TEXT:
# # #
Intuitively, one can imagine that a whispering gallery resonator is like a traffic-round-about except with photons replacing the automobiles. In this analogy, high-Q resonators would be very inefficient round-abouts in which the probably of exiting each round trip becomes smaller and smaller as the resonator Q factor increases. In such a situation, one could imagine that a small trickle of incoming photons would lead to a large number of photons trapped in the resonator round-about. This would, in turn, cause traffic jams with only a small input rate of photons. As it turns out, these photonic traffic jams are both interesting and very usefu and they provide one way to apply resonator, high-Q physics.
Figure 1: Third harmonic generation.
The photonic realization of a traffic jam is optical nonlinearity. Photons very weakly interact in materials, however, when concentrated in a high-Q resonator their collisions become more and more likely. Eventually, a weak input of photons to a small, high-Q resonator causes frequent collisions (i.e., strong nonlinearities). For example, one kind of nonlinearity that we have studied involves the collision of three photons. These photons fuse together through a nonlinear interaction called third-harmonic generation and create a single new photon (Figure 1). Through energy conservation this new photon has three times the energy of the colliding photons and therefore three times their frequency. This means, for example, that three infrared photons with wavelengths around 1.5 microns (not visible to humans) will fuse together to form a visible photon with a wavelength near 0.5 microns. In fact, by tuning the frequency of the invisible photons one can generate a whole spectrum of colors.Two measurements of third harmonic generation are presented in figure 2. In the upper-half of the figure orangish-red light is being generated by infrared photons trapped inside a microtoroid resonator (dashed lines give the outline of the microtoroid). Also, in the lower half of that figure, two frequencies of infrared light are introduced in the microtoroid. Curiously, these are circulating in opposite directions in the round-about microtoroid so that we see two distinct colors (yellow and green) emerging as a result of the collosions. It is also fun to realize that unlike an actual round about, the colliding photons that enable the generation of the green and yellow light in each direction are magically able to pass through eachother when propagating in opposite directions. This feature results from the wave nature of the photons and is not captured by our simple traffic analogy. More details on this experiment was performed can be found in reference 1.
# # #
STORED DATA:
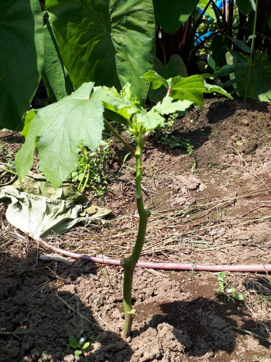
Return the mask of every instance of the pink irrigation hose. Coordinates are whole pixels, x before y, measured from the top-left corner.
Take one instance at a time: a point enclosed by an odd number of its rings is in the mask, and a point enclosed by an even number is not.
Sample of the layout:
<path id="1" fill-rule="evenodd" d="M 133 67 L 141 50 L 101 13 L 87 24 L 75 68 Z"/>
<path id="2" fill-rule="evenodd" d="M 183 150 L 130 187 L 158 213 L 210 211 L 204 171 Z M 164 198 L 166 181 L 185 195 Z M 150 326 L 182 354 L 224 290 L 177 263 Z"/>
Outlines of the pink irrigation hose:
<path id="1" fill-rule="evenodd" d="M 46 248 L 60 253 L 63 255 L 69 256 L 74 259 L 79 259 L 87 261 L 92 261 L 99 264 L 107 264 L 112 265 L 120 265 L 120 260 L 115 259 L 107 259 L 103 258 L 96 258 L 81 254 L 77 254 L 67 251 L 56 248 L 48 244 L 44 240 L 40 240 Z M 151 269 L 163 269 L 164 270 L 191 270 L 191 264 L 188 263 L 155 263 L 152 262 L 139 261 L 136 266 L 141 268 Z M 256 265 L 253 264 L 239 264 L 238 265 L 208 265 L 208 264 L 195 264 L 193 265 L 193 270 L 199 272 L 239 272 L 243 273 L 265 273 L 266 271 L 271 272 L 271 264 Z"/>

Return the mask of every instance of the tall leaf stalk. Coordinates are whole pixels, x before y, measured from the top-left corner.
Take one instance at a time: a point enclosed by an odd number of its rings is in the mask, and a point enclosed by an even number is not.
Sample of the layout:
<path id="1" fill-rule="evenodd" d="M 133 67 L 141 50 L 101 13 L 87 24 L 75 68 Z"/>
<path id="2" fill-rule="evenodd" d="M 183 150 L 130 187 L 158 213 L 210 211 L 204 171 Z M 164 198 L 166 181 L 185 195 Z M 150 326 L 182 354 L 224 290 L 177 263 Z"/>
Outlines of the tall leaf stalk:
<path id="1" fill-rule="evenodd" d="M 105 119 L 105 125 L 117 137 L 127 149 L 136 158 L 136 198 L 137 200 L 137 210 L 139 215 L 139 224 L 137 236 L 134 250 L 130 257 L 124 258 L 121 261 L 123 267 L 123 306 L 124 309 L 125 321 L 121 336 L 126 338 L 131 333 L 133 321 L 135 315 L 136 310 L 132 306 L 132 289 L 136 265 L 141 253 L 145 239 L 147 222 L 150 214 L 150 210 L 144 207 L 141 189 L 141 175 L 142 173 L 142 153 L 144 143 L 147 136 L 146 134 L 143 136 L 142 126 L 135 135 L 137 142 L 136 150 L 132 148 L 123 139 L 121 136 Z"/>
<path id="2" fill-rule="evenodd" d="M 249 56 L 249 60 L 248 68 L 248 72 L 246 73 L 246 85 L 245 87 L 245 91 L 244 95 L 243 100 L 245 102 L 246 100 L 246 96 L 248 94 L 248 88 L 249 82 L 249 76 L 250 74 L 250 68 L 251 67 L 251 62 L 252 60 L 252 54 L 253 53 L 253 48 L 254 47 L 254 41 L 256 37 L 256 25 L 257 21 L 257 12 L 258 8 L 258 1 L 256 0 L 256 8 L 255 9 L 255 14 L 254 16 L 254 24 L 253 25 L 253 32 L 252 35 L 252 41 L 251 42 L 251 49 L 250 49 L 250 54 Z"/>

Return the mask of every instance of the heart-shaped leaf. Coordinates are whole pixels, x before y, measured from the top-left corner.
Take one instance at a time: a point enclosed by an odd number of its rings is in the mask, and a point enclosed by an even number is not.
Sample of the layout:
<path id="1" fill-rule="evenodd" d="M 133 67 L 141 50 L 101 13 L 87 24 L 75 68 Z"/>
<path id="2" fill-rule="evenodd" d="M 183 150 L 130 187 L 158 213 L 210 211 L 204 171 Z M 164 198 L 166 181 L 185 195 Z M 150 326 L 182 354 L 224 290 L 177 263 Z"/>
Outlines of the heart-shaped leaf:
<path id="1" fill-rule="evenodd" d="M 43 21 L 38 0 L 1 2 L 0 125 L 22 130 L 40 80 Z"/>
<path id="2" fill-rule="evenodd" d="M 71 79 L 113 86 L 127 83 L 144 101 L 152 68 L 155 22 L 151 0 L 47 0 L 60 52 Z"/>

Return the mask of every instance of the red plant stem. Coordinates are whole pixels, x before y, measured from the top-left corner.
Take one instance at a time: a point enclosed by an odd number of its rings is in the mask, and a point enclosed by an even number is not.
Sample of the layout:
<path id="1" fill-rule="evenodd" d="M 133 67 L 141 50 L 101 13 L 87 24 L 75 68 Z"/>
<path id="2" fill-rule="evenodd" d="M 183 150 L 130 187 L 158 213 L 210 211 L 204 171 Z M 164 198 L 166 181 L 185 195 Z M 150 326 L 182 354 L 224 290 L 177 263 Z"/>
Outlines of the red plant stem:
<path id="1" fill-rule="evenodd" d="M 107 259 L 106 258 L 96 258 L 83 254 L 77 254 L 72 252 L 67 251 L 53 246 L 44 240 L 39 241 L 42 244 L 48 249 L 59 253 L 63 255 L 69 256 L 74 259 L 92 262 L 99 264 L 107 264 L 111 265 L 120 265 L 120 260 L 115 259 Z M 149 269 L 161 269 L 163 270 L 185 270 L 190 271 L 192 269 L 198 272 L 238 272 L 242 273 L 265 273 L 271 272 L 271 264 L 239 264 L 237 265 L 209 265 L 208 264 L 194 264 L 193 265 L 189 263 L 156 263 L 152 262 L 139 261 L 136 265 L 138 268 L 146 268 Z"/>

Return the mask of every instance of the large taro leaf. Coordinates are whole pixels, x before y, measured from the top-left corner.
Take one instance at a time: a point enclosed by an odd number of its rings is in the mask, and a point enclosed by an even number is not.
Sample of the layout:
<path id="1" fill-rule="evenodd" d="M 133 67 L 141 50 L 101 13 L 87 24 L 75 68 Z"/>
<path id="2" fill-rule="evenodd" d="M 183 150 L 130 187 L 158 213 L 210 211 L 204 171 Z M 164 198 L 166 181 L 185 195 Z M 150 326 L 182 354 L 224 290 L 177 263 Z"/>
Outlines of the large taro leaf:
<path id="1" fill-rule="evenodd" d="M 184 61 L 177 54 L 173 54 L 171 56 L 165 67 L 158 58 L 155 57 L 154 70 L 165 79 L 177 75 L 188 76 L 187 70 Z M 157 103 L 162 101 L 167 94 L 167 90 L 163 87 L 155 89 L 155 86 L 154 88 L 154 83 L 153 83 L 152 87 L 149 89 L 148 96 L 151 102 Z"/>
<path id="2" fill-rule="evenodd" d="M 155 24 L 151 0 L 47 0 L 61 58 L 76 87 L 84 82 L 127 83 L 145 101 L 140 77 L 152 69 Z"/>
<path id="3" fill-rule="evenodd" d="M 42 79 L 52 103 L 74 90 L 67 70 L 60 58 L 57 42 L 50 18 L 44 27 L 44 65 Z"/>
<path id="4" fill-rule="evenodd" d="M 200 75 L 192 75 L 187 78 L 175 77 L 172 78 L 170 87 L 171 97 L 181 101 L 190 101 L 194 105 L 203 108 L 203 96 L 205 89 L 204 81 Z"/>
<path id="5" fill-rule="evenodd" d="M 0 125 L 21 130 L 40 79 L 43 23 L 38 0 L 0 0 Z"/>
<path id="6" fill-rule="evenodd" d="M 183 77 L 180 76 L 165 80 L 154 71 L 144 74 L 143 77 L 152 82 L 152 89 L 158 89 L 163 85 L 170 91 L 170 96 L 181 101 L 190 101 L 194 105 L 203 107 L 203 95 L 205 92 L 204 80 L 200 75 Z"/>
<path id="7" fill-rule="evenodd" d="M 167 33 L 173 34 L 187 20 L 199 0 L 153 0 L 154 13 Z"/>
<path id="8" fill-rule="evenodd" d="M 84 83 L 59 102 L 27 114 L 25 142 L 15 159 L 20 179 L 32 167 L 36 145 L 40 169 L 56 188 L 76 169 L 81 142 L 93 151 L 98 147 L 103 129 L 103 91 L 91 95 L 93 85 Z"/>
<path id="9" fill-rule="evenodd" d="M 236 56 L 235 56 L 236 55 Z M 237 52 L 227 53 L 226 59 L 228 64 L 238 65 L 238 60 L 241 54 Z M 245 54 L 241 56 L 246 60 L 248 66 L 249 56 Z M 232 80 L 238 79 L 233 84 L 240 97 L 244 95 L 246 84 L 247 67 L 244 69 L 237 70 L 230 74 Z M 261 102 L 270 102 L 271 100 L 271 62 L 268 60 L 267 51 L 261 53 L 256 51 L 255 56 L 251 62 L 247 96 Z"/>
# # #
TASK REQUIREMENTS:
a - Summarize the resonator text in two sentences.
b - According to the resonator text, which two colors emerge when two frequencies of infrared light circulate in opposite directions in the microtoroid?
c - Reproduce the part of the resonator text starting at "Intuitively, one can" and ending at "resonator, high-Q physics.".

TASK RESPONSES:
a - A high-Q whispering gallery resonator traps photons like an inefficient traffic round-about, so a weak input of photons becomes concentrated enough to cause frequent collisions, which are strong optical nonlinearities. One such nonlinearity is third-harmonic generation, in which three photons fuse into a single photon with three times their energy and frequency, so that infrared photons near 1.5 microns form a visible photon near 0.5 microns.

b - Yellow and green.

c -
Intuitively, one can imagine that a whispering gallery resonator is like a traffic-round-about except with photons replacing the automobiles. In this analogy, high-Q resonators would be very inefficient round-abouts in which the probably of exiting each round trip becomes smaller and smaller as the resonator Q factor increases. In such a situation, one could imagine that a small trickle of incoming photons would lead to a large number of photons trapped in the resonator round-about. This would, in turn, cause traffic jams with only a small input rate of photons. As it turns out, these photonic traffic jams are both interesting and very usefu and they provide one way to apply resonator, high-Q physics.